Data records:
════════════════════
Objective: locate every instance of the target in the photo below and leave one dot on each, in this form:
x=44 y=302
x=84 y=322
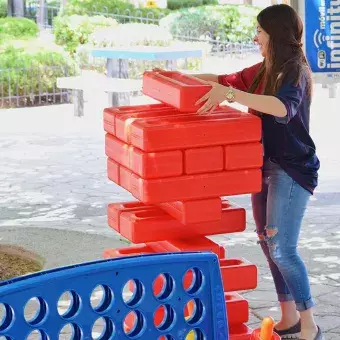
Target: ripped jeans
x=278 y=212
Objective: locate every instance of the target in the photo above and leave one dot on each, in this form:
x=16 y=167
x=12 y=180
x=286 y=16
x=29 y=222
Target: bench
x=113 y=86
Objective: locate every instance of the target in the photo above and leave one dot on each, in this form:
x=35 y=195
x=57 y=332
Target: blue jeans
x=278 y=212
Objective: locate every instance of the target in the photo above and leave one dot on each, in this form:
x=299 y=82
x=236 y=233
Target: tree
x=16 y=8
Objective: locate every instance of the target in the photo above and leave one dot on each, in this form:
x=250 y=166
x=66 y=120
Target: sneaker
x=318 y=336
x=291 y=333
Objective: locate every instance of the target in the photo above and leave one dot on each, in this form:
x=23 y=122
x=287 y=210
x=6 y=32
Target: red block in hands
x=225 y=126
x=243 y=156
x=153 y=224
x=238 y=274
x=237 y=309
x=196 y=211
x=145 y=164
x=176 y=89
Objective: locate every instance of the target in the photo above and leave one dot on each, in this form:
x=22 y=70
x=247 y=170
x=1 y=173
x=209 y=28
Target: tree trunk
x=18 y=8
x=41 y=14
x=10 y=8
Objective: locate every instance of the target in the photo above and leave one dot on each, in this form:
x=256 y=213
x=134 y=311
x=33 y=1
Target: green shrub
x=3 y=8
x=17 y=28
x=72 y=31
x=28 y=74
x=178 y=4
x=121 y=9
x=228 y=23
x=132 y=34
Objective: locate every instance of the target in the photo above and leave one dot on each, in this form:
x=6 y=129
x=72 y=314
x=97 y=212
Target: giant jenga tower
x=178 y=165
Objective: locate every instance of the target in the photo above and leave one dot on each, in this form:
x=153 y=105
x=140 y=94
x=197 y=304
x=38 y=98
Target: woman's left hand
x=213 y=98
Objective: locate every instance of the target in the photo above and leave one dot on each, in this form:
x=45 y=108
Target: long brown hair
x=285 y=59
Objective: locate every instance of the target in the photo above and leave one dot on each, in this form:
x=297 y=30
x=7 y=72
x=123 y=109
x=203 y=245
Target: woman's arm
x=261 y=103
x=241 y=80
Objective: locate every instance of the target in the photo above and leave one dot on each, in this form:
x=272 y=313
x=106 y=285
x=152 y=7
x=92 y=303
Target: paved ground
x=54 y=191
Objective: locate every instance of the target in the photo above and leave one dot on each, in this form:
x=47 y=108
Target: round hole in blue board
x=68 y=304
x=166 y=337
x=195 y=334
x=101 y=298
x=164 y=318
x=194 y=312
x=103 y=329
x=133 y=293
x=35 y=311
x=70 y=331
x=6 y=316
x=134 y=324
x=163 y=286
x=193 y=281
x=37 y=335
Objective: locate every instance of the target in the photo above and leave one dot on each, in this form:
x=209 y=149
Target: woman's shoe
x=291 y=333
x=318 y=336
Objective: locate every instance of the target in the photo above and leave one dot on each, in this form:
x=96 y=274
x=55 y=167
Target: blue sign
x=322 y=25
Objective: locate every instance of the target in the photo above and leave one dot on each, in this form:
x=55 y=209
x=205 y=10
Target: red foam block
x=196 y=211
x=153 y=224
x=111 y=113
x=113 y=173
x=225 y=126
x=184 y=188
x=238 y=274
x=237 y=309
x=114 y=211
x=146 y=165
x=243 y=156
x=240 y=332
x=176 y=89
x=200 y=243
x=195 y=187
x=135 y=250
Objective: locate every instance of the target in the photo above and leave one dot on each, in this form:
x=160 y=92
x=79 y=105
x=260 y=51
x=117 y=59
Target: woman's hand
x=213 y=98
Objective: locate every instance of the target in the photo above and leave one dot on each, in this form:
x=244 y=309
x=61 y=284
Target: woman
x=279 y=91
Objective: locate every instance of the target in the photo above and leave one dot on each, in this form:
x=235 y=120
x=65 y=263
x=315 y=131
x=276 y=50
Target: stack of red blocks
x=178 y=165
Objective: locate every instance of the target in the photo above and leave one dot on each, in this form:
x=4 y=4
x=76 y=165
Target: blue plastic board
x=142 y=297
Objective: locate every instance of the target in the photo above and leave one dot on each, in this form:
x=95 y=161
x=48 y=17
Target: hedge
x=17 y=28
x=72 y=31
x=233 y=23
x=28 y=74
x=124 y=10
x=178 y=4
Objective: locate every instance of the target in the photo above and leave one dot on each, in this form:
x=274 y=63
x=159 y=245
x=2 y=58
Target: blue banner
x=322 y=25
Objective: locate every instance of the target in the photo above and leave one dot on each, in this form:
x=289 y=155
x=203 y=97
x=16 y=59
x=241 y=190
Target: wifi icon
x=319 y=38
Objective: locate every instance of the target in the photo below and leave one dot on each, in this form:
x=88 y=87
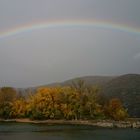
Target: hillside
x=125 y=87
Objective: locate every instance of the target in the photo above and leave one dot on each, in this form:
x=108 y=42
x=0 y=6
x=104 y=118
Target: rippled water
x=22 y=131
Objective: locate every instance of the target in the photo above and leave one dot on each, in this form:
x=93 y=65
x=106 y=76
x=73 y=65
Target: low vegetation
x=76 y=102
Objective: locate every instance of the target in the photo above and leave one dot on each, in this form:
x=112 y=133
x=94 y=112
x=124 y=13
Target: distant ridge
x=125 y=87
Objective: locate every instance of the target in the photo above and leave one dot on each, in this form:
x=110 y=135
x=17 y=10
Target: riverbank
x=96 y=123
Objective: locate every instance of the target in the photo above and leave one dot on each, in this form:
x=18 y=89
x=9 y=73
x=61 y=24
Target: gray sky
x=57 y=54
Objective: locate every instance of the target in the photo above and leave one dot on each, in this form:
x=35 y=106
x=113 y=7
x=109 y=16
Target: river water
x=25 y=131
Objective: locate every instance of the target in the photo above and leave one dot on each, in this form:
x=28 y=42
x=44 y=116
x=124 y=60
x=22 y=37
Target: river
x=26 y=131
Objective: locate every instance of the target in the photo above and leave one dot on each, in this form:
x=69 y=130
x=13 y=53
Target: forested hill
x=125 y=87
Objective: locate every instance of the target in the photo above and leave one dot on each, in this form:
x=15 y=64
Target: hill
x=125 y=87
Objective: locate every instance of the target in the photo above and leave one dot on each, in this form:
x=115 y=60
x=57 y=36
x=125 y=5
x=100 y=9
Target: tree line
x=76 y=102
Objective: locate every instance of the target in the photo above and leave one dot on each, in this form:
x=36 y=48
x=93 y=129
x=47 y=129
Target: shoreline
x=96 y=123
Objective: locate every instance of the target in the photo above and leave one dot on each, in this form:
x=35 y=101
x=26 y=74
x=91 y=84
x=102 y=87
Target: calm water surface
x=21 y=131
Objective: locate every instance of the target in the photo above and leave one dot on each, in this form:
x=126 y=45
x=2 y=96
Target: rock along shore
x=96 y=123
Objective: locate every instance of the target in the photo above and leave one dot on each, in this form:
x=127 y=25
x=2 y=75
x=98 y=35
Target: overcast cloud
x=54 y=55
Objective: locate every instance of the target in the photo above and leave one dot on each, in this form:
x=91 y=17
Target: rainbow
x=68 y=24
════════════════════
REQUIREMENTS:
Print every entry exactly as written, without the pictures.

COMPLETED TASK:
Objective: locate every instance of the target in the photo below and leave one dot on each, in this form:
x=44 y=302
x=84 y=322
Target: ripped jeans
x=278 y=212
Objective: locate every instance of the target in the photo above and leave one dot on each, in this form:
x=16 y=167
x=12 y=180
x=286 y=16
x=29 y=222
Target: bench
x=113 y=86
Objective: locate every instance of the target in the photo above and leave one dot on each, in this form:
x=35 y=195
x=57 y=332
Target: blue jeans
x=278 y=212
Objective: locate every instance of the target in the photo above and leave one dot on each, in this form:
x=299 y=82
x=236 y=233
Target: tree
x=16 y=8
Objective: locate every instance of the target in the photo above and leave one dot on each, in this form:
x=250 y=166
x=66 y=120
Target: sneaker
x=318 y=336
x=291 y=333
Objective: locate every instance of the target in the photo above and leave one dot on each, in this form:
x=23 y=122
x=287 y=210
x=6 y=32
Target: red block in hands
x=225 y=126
x=243 y=156
x=153 y=224
x=238 y=274
x=237 y=309
x=196 y=211
x=145 y=164
x=176 y=89
Objective: locate every instance of the target in the photo above and leave one dot on each, in this form:
x=22 y=70
x=247 y=170
x=1 y=173
x=209 y=28
Target: tree trunk
x=18 y=8
x=41 y=14
x=10 y=8
Objective: locate every instance of the target in the photo above and leave one dot on each, in this form:
x=256 y=213
x=134 y=311
x=33 y=1
Target: green shrub
x=3 y=8
x=17 y=28
x=72 y=31
x=28 y=74
x=178 y=4
x=121 y=9
x=228 y=23
x=132 y=34
Objective: locate every instance of the target in the photo above and leave one dot on each, in this form:
x=6 y=129
x=72 y=314
x=97 y=212
Target: giant jenga tower
x=178 y=165
Objective: locate every instance of the target in the photo above and leave one dot on each, in this form:
x=153 y=105
x=140 y=94
x=197 y=304
x=38 y=98
Target: woman's left hand
x=213 y=98
Objective: locate every instance of the target in the photo above and leave one dot on each, in this form:
x=45 y=108
Target: long brown hair
x=285 y=59
Objective: locate every instance of the target in the photo above and leave one dot on each, in this form:
x=297 y=30
x=7 y=72
x=123 y=109
x=203 y=245
Target: woman's arm
x=261 y=103
x=241 y=80
Objective: locate every instance of the target in the photo above and leave one dot on each, in this form:
x=272 y=313
x=106 y=285
x=152 y=7
x=92 y=303
Target: paved ground
x=54 y=191
Objective: locate every instance of the target in the photo above and leave one dot on each, in this form:
x=47 y=108
Target: round hole in blue board
x=68 y=304
x=166 y=337
x=195 y=334
x=101 y=298
x=164 y=318
x=194 y=312
x=103 y=329
x=133 y=293
x=35 y=311
x=70 y=331
x=6 y=316
x=134 y=324
x=163 y=286
x=193 y=281
x=37 y=335
Objective: locate every instance of the target in the photo above and leave one dot on each, in this form:
x=209 y=149
Target: woman's shoe
x=291 y=333
x=318 y=336
Objective: locate every instance of the target in the photo above and leave one dot on each, in this form:
x=96 y=274
x=55 y=167
Target: blue sign
x=322 y=25
Objective: locate every instance of the target in the photo above and leave one dot on each, in this form:
x=55 y=209
x=205 y=10
Target: red foam block
x=196 y=211
x=153 y=224
x=111 y=113
x=113 y=173
x=225 y=126
x=184 y=188
x=238 y=274
x=237 y=309
x=114 y=211
x=146 y=165
x=243 y=156
x=240 y=332
x=176 y=89
x=200 y=243
x=195 y=187
x=135 y=250
Objective: locate every instance of the target in the photo above and leave one dot on each, in this form:
x=160 y=92
x=79 y=105
x=260 y=51
x=117 y=59
Target: woman's hand
x=213 y=98
Objective: locate every instance of the target in the photo above and leave one dot on each, in this form:
x=244 y=309
x=61 y=284
Target: woman
x=279 y=91
Objective: locate every instance of the target in the photo above and leave one dot on each, in this form:
x=235 y=120
x=65 y=263
x=315 y=131
x=276 y=50
Target: stack of red blocks
x=178 y=165
Objective: locate every instance of the target in the photo above and leave one dot on each, in this form:
x=4 y=4
x=76 y=165
Target: blue plastic board
x=142 y=297
Objective: locate every instance of the target in the photo above and leave one dot on each, in this form:
x=95 y=161
x=48 y=17
Target: hedge
x=17 y=28
x=72 y=31
x=233 y=23
x=28 y=74
x=124 y=10
x=178 y=4
Objective: locate every instance of the target in the photo above and leave one dot on each, in this form:
x=274 y=63
x=159 y=245
x=2 y=58
Target: blue banner
x=322 y=25
Objective: locate every instance of the target in the photo above and leave one dot on each, in this form:
x=289 y=155
x=203 y=97
x=16 y=59
x=241 y=190
Target: wifi icon
x=319 y=38
Objective: locate every instance of the target in the photo below and leave one dot on each, in this form:
x=88 y=87
Target: hillside
x=125 y=87
Objective: locate every instance of the target in the photo above and leave one dot on each, in this form:
x=108 y=42
x=0 y=6
x=104 y=118
Target: rippled water
x=22 y=131
Objective: locate every instance of the target in the photo above and leave one dot on each, in this form:
x=93 y=65
x=106 y=76
x=73 y=65
Target: low vegetation
x=76 y=102
Objective: locate every instance of the target in the photo above and leave one dot on each, in this form:
x=112 y=133
x=94 y=112
x=124 y=13
Target: distant ridge
x=125 y=87
Objective: locate every instance of the target in the photo above and leave one dot on each, in this form:
x=110 y=135
x=17 y=10
Target: riverbank
x=96 y=123
Objective: locate every instance of the target in the photo above and leave one dot on each, in this form:
x=18 y=89
x=9 y=73
x=61 y=24
Target: gray sky
x=57 y=54
Objective: locate every instance of the target in the photo above and leave one dot on each, in this form:
x=35 y=106
x=113 y=7
x=109 y=16
Target: river water
x=25 y=131
Objective: locate every instance of the target in the photo above and leave one dot on each, in this form:
x=28 y=42
x=44 y=116
x=124 y=60
x=22 y=37
Target: river
x=26 y=131
Objective: locate every instance of the target in the photo above and leave one dot on each, in this form:
x=69 y=130
x=13 y=53
Target: forested hill
x=125 y=87
Objective: locate every instance of the target in the photo above and leave one dot on each, in this form:
x=15 y=64
Target: hill
x=125 y=87
Objective: locate every instance of the target in the photo above and leave one dot on each, in this form:
x=115 y=60
x=57 y=36
x=125 y=5
x=100 y=9
Target: tree line
x=76 y=102
Objective: locate every instance of the target in the photo above and leave one dot on each, in this form:
x=36 y=48
x=93 y=129
x=47 y=129
Target: shoreline
x=96 y=123
Objective: locate every instance of the target in the photo above and leave one dot on each, in this form:
x=35 y=101
x=26 y=74
x=91 y=84
x=102 y=87
Target: calm water surface
x=21 y=131
Objective: locate every instance of the target in the photo above and leave one dot on each, in this form:
x=126 y=45
x=2 y=96
Target: rock along shore
x=96 y=123
Objective: locate every instance of the target in the photo above and leave one dot on each, in this form:
x=127 y=25
x=2 y=75
x=98 y=35
Target: overcast cloud
x=54 y=55
Objective: locate every instance of the target in the photo above and leave one dot on each, in this form:
x=91 y=17
Target: rainbow
x=68 y=24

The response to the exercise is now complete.